Required actions.
A - In the passage on Augustine and Amillennialism, what did Augustine identify the chain that binds Satan as?
B - Reproduce the passage on Augustine and Amillennialism word for word, starting with "The Church is" and going on through "known as Amillennialism.".

Selected extract.
--- START ---
After declining to refute Premillennialism on each point, Augustine proceeded to show how he believed Revelation 20:1–7 should be understood.  He put forth two possibilities as to the meaning of the one thousand years.  First, it could refer to the final millennium before Jesus returns to set up his eternal kingdom.  This option takes the length of time literally but applies it to the end of the present age.  Second, the thousand years could refer to the entire duration of the world, representing the perfected fullness of time.  It is perfect in that one thousand is ten cubed.  Furthermore, the number one hundred is said to indicate totality.  This is based on Jesus’ teaching in Mark 10:30 that sacrificial servants will receive a hundred times what they left behind.  And in the number one thousand there are ten hundreds.[3]

Augustine placed the binding and imprisonment of Satan for the thousand years in the present age.  He identified the chain as a restraining force that prevents the Devil from gaining possession of believers.[4]  The abyss that the angel throws Satan into is said to represent the countless multitude of the wicked whose hearts are unfathomably deep in malignity against the Church of God.[5]

On the rule of Jesus and his saints:

But while the Devil is bound, the saints reign with Christ during the same thousand years, understood in the same way, that is, of the time of His first coming . . . the Church could not now be called His kingdom or the kingdom of heaven unless His saints were even now reigning with Him, though in another and far different way; for to His saints He says, “Lo, I am with you always, even to the end of the world.”[6]

The Church is essentially made to be one in the same as the kingdom.  Since it is virtually impossible to argue that the saints are now reigning according to the regular sense, Augustine had to find another one.  The fact that Jesus remains with the saints is taken to mean that they are currently reigning with him.

Augustine agreed with Premillennialism in taking the second resurrection literally and in placing it at the end of the thousand years.  He differed in interpreting the first resurrection to indicate those who have been revived from the death of sin and continue in a renewed life.[7]

These interpretations on the thousand years, the binding of Satan, the reign of the saints, and the first resurrection provided the basis for what came to be known as Amillennialism.


Amillennialism is the name for the view that there is no literal and earthly reign of Jesus before the Eternal State.  When the prefix a is attached to the beginning of a word it negates the meaning.  Thus, Amillennialism means no millennium.  In general, amillennialists contend that the rule of the saints, as depicted in Revelation 20, with Christ is only spiritual.  It started with the First Coming and will end with the Second.  The present age, is then, the thousand year kingdom; the number is only symbolic or spiritual.  Satan is now bound in that his power is limited in some sense.  The first resurrection of the dead is considered to be a synonym for the regeneration and/or salvation of the believer.  Finally, many of the promises made in the unconditional covenants to Israel are considered fulfilled or as currently being fulfilled with the Christian church.  Notably, Jesus is viewed as presently sitting on the throne of David, though in heaven and not on earth.[8]

Amillennialists utilize a hermeneutic that allows for spiritual or non-literal interpretations of unfulfilled prophecy.  This is despite the fact that they strongly affirm the literal fulfillment of a great many prophecies with the First Coming.  On the need to be consistent in interpreting First and Second Coming prophecies, the evangelical-champion J.C. Ryle wrote:

As He came the first time in person, so He will come the second time in person.  As He went away from earth visibly, so He will return visibly.  As He literally rode upon an ass, was literally sold for thirty pieces of silver, had His hands and feet literally pierced, was numbered literally with the transgressors, and had lots literally cast upon His raiment, and all that Scripture might be fulfilled, so also will He literally come, literally set up a kingdom, and literally reign over the earth, because the very same Scripture has said that it shall be so.[9]

Such a dedication to the consistent literal interpretation of prophecy underscores the primary deficit in where the amillennialist is coming from.  Yes, their views can be responded to on a point by point basis.  However, the issue on who is correct will always revert back to what method of approaching God’s word allows for it to have the final say.
--- END ---
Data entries
--- START ---
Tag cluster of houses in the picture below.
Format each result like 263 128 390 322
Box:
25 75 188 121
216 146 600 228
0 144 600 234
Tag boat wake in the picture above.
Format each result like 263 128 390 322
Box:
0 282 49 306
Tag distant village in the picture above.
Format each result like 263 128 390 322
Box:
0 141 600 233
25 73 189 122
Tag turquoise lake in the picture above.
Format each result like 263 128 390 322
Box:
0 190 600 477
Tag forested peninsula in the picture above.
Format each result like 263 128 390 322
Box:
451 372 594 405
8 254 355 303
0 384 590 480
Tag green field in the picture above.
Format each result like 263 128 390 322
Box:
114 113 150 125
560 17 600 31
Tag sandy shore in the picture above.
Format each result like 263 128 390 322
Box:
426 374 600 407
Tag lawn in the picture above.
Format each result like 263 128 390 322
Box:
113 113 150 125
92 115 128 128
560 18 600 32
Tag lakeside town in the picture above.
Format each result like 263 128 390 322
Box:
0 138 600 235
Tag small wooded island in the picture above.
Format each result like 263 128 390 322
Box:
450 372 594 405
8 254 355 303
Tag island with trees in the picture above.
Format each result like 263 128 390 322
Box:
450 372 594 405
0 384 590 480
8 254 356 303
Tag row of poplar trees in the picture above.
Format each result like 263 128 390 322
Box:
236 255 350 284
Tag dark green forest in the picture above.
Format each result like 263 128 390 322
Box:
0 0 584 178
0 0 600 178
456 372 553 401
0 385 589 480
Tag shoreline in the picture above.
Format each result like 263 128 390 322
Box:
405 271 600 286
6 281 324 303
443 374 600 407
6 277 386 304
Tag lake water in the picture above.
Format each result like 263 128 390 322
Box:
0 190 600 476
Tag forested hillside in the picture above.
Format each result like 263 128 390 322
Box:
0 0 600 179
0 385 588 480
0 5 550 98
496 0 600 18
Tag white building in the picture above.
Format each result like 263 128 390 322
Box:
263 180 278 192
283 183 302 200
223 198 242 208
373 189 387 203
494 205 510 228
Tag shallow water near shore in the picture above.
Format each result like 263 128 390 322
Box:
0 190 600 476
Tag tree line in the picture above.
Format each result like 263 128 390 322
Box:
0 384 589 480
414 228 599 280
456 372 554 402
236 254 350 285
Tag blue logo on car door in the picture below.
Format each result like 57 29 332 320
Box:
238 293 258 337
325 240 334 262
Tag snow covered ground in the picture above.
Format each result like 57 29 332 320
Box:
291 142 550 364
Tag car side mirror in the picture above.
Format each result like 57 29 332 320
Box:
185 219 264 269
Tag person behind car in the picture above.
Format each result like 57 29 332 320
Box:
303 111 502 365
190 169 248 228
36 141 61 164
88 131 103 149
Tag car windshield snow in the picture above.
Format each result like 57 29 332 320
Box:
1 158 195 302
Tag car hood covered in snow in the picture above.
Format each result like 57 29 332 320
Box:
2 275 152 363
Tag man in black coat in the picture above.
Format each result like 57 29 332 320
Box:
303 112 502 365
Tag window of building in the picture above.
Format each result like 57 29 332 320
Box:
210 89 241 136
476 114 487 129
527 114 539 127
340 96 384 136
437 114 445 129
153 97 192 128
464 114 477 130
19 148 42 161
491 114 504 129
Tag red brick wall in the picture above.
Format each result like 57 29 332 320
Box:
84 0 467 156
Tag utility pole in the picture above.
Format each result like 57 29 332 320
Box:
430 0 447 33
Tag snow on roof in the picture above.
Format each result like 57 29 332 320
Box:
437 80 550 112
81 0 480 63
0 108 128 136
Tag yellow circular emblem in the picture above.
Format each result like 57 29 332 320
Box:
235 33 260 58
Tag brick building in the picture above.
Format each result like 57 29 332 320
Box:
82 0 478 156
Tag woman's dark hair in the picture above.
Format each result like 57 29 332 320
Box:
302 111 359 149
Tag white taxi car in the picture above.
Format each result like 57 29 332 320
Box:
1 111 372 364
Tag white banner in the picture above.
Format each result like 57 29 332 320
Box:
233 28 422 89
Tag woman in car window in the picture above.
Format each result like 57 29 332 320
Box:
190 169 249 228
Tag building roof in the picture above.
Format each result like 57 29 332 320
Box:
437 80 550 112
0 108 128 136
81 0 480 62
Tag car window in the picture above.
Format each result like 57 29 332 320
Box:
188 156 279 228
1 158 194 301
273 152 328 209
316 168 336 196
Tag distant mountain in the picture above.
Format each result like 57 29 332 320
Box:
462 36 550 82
--- END ---
Final answers.
A - A restraining force that prevents the Devil from gaining possession of believers.

B -
The Church is essentially made to be one in the same as the kingdom.  Since it is virtually impossible to argue that the saints are now reigning according to the regular sense, Augustine had to find another one.  The fact that Jesus remains with the saints is taken to mean that they are currently reigning with him.

Augustine agreed with Premillennialism in taking the second resurrection literally and in placing it at the end of the thousand years.  He differed in interpreting the first resurrection to indicate those who have been revived from the death of sin and continue in a renewed life.[7]

These interpretations on the thousand years, the binding of Satan, the reign of the saints, and the first resurrection provided the basis for what came to be known as Amillennialism.